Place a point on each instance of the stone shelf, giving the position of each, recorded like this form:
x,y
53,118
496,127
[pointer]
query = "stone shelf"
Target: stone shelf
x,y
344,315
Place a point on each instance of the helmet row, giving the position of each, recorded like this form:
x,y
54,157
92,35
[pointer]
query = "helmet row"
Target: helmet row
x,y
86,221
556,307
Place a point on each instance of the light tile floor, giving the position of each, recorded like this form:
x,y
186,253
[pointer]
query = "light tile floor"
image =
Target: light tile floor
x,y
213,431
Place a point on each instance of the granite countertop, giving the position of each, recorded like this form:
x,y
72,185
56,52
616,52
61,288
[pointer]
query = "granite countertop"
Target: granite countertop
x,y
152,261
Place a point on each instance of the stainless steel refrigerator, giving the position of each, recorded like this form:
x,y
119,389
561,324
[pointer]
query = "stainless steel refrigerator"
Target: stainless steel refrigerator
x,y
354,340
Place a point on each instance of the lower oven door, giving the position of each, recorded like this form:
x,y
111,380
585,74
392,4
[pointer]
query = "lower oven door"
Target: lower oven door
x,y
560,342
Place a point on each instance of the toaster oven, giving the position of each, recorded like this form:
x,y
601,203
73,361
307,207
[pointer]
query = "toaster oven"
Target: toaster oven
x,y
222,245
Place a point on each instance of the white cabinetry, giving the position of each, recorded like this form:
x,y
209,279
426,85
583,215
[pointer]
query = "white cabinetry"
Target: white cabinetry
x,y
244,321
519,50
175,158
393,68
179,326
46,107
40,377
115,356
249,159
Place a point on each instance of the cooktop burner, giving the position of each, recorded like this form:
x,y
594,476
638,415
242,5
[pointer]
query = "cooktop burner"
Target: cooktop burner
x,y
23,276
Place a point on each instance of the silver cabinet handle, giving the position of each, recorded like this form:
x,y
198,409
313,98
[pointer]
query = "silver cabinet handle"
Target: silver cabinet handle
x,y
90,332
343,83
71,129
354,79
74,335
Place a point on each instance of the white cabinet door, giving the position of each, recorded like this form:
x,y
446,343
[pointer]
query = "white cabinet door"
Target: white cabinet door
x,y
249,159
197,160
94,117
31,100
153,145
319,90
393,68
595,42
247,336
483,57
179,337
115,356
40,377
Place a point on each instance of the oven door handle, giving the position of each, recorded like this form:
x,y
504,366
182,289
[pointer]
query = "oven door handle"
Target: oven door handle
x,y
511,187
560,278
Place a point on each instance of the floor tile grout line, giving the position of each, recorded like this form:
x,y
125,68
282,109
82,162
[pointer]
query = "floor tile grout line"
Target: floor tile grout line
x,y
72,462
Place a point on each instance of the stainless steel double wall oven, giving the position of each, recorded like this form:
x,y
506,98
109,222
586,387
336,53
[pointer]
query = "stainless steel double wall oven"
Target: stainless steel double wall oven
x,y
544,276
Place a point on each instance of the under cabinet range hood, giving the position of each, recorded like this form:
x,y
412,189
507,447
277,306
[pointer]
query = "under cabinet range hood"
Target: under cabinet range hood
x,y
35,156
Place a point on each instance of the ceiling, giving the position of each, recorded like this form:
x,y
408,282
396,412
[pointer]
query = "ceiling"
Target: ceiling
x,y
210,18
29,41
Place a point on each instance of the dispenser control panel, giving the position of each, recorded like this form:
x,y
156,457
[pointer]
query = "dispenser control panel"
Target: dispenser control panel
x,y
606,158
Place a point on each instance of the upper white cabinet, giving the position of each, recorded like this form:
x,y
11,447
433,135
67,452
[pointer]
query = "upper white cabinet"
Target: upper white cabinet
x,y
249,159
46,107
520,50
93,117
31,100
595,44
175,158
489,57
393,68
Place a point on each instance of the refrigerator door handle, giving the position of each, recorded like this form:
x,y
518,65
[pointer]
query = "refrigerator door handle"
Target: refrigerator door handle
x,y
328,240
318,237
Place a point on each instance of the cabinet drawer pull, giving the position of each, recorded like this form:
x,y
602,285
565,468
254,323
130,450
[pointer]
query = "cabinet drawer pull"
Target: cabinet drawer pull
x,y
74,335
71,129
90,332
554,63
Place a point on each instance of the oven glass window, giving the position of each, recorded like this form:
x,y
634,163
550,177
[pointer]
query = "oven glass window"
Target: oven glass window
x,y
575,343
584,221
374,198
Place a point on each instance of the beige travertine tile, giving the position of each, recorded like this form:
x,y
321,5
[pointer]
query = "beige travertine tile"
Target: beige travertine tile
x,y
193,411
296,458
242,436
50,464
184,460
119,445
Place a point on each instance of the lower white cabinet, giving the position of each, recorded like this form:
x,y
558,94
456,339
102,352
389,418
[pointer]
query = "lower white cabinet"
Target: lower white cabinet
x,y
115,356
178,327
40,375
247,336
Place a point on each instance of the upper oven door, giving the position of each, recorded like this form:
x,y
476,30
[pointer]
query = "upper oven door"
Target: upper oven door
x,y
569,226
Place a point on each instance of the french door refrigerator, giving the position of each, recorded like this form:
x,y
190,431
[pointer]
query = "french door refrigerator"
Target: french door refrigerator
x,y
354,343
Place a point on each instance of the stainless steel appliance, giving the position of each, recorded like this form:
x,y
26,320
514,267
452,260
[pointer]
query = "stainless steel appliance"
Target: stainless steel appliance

*****

**Objective**
All the entries above need to be reproduced exactly.

**In response**
Place a point on each instance of the stone shelf, giving the position of each, recorded like this form:
x,y
53,118
496,127
[pointer]
query = "stone shelf"
Target: stone shelf
x,y
344,315
Place a point on each instance of the helmet row, giving the position of each, recorded like this form:
x,y
54,157
92,35
[pointer]
query = "helmet row"
Target: helmet row
x,y
86,221
556,307
Place a point on each instance of the light tile floor, giving the position of each, recorded like this form:
x,y
186,253
[pointer]
query = "light tile floor"
image =
Target: light tile floor
x,y
213,431
Place a point on each instance of the granite countertop, giving the position of each, recorded like this form:
x,y
72,185
56,52
616,52
61,288
[pointer]
query = "granite countertop"
Target: granite countertop
x,y
152,261
Place a point on each instance of the stainless steel refrigerator, giving the position of each, recorded like this form:
x,y
119,389
561,324
[pointer]
query = "stainless steel refrigerator"
Target: stainless steel refrigerator
x,y
354,340
Place a point on each instance of the lower oven door, giving the position of each, recorded like this form:
x,y
111,380
585,74
392,4
[pointer]
query = "lower oven door"
Target: lower oven door
x,y
560,342
Place a point on each instance of the toaster oven, giving the position of each, recorded like this form:
x,y
601,203
73,361
307,207
[pointer]
query = "toaster oven"
Target: toaster oven
x,y
222,245
Place a point on each instance of the white cabinetry, giving the position of each, recorded like this form:
x,y
209,279
426,85
583,215
[pointer]
query = "white cabinetry"
Target: white cabinetry
x,y
244,321
519,50
175,158
393,68
179,326
46,107
40,377
115,356
249,159
Place a point on each instance of the cooktop burner, giving the position of each, recorded like this form:
x,y
594,476
638,415
242,5
[pointer]
query = "cooktop burner"
Target: cooktop burner
x,y
23,276
Place a point on each instance of the silver cabinet handle, giving the position of each, recorded like this form:
x,y
198,409
313,98
[pointer]
query = "silver cabinet handle"
Target: silver cabinet handle
x,y
90,332
343,83
71,129
354,79
74,335
Place a point on each instance of the white cabinet door, giving the position of each, recorded like this form:
x,y
446,343
[pointer]
query = "white cabinet door"
Target: white cabinet door
x,y
249,159
197,160
94,117
31,100
153,145
319,90
393,68
595,42
247,336
483,57
179,337
115,356
40,377
Place a point on each instance of the oven door handle, giving the position of each, recorded like this form:
x,y
504,366
182,289
[pointer]
query = "oven door handle"
Target: oven door handle
x,y
511,187
560,278
Place a point on each instance of the floor tile grout line, giving the position of each, recorded like this form:
x,y
125,68
282,109
82,162
[pointer]
query = "floor tile grout line"
Target: floor tile grout line
x,y
72,462
Place a point on each instance of the stainless steel double wall oven, giving the position of each, recorded like this form:
x,y
506,98
109,222
586,387
336,53
[pointer]
query = "stainless steel double wall oven"
Target: stainless steel double wall oven
x,y
544,276
Place a point on each instance of the under cabinet range hood, giving the position of each, recorded like this form:
x,y
412,189
507,447
277,306
[pointer]
query = "under cabinet range hood"
Target: under cabinet range hood
x,y
35,156
Place a point on each instance of the ceiling, giving the position of each, recorded like this form:
x,y
408,282
396,412
[pointer]
query = "ceiling"
Target: ceiling
x,y
210,18
29,41
Place a point on each instance of the dispenser control panel, giving the position of each, recorded like this form:
x,y
156,457
[pointer]
query = "dispenser control panel"
Target: dispenser control panel
x,y
606,158
Place a point on each instance of the upper white cabinet, giving the position of each, recorded like this form:
x,y
11,447
433,135
67,452
[pointer]
query = "upper white cabinet"
Target: upper white cabinet
x,y
249,159
46,107
520,50
93,117
31,100
595,44
175,158
489,57
393,68
Place a point on each instance of the refrigerator door handle, giving the position of each, recorded like this form:
x,y
518,65
[pointer]
query = "refrigerator door handle"
Target: refrigerator door handle
x,y
328,240
318,237
Place a point on each instance of the cabinet drawer pull, giving the position of each, recorded like this form:
x,y
602,285
565,468
254,323
130,450
[pointer]
query = "cabinet drawer pull"
Target: cabinet drawer pull
x,y
74,335
71,129
90,332
554,63
Place a point on each instance of the oven glass window, giving the position of each, recorded like this form:
x,y
634,163
550,177
[pointer]
query = "oven glass window"
Target: oven glass window
x,y
575,343
584,221
374,198
Place a point on each instance of the beige travertine tile, giving the position of each, recorded like this form:
x,y
321,5
[pointer]
query = "beige travertine tile"
Target: beige travertine tile
x,y
193,411
296,458
242,436
50,464
184,460
119,445
Place a point on each instance of the lower white cabinet, giving the position of each, recorded like this form:
x,y
558,94
456,339
102,352
389,418
[pointer]
query = "lower white cabinet"
Target: lower white cabinet
x,y
115,356
178,327
40,375
247,336
Place a point on each instance of the upper oven door, giving the position of each, recorded like this form:
x,y
476,30
[pointer]
query = "upper oven door"
Target: upper oven door
x,y
569,226
Place a point on each instance of the french door refrigerator, giving the position of each, recorded like this form:
x,y
190,431
[pointer]
query = "french door refrigerator"
Target: french door refrigerator
x,y
354,343
Place a point on each instance of the stainless steel appliance, giving the position of each, recorded like this form:
x,y
26,320
514,267
452,260
[pointer]
query = "stainless steel appliance"
Target: stainless steel appliance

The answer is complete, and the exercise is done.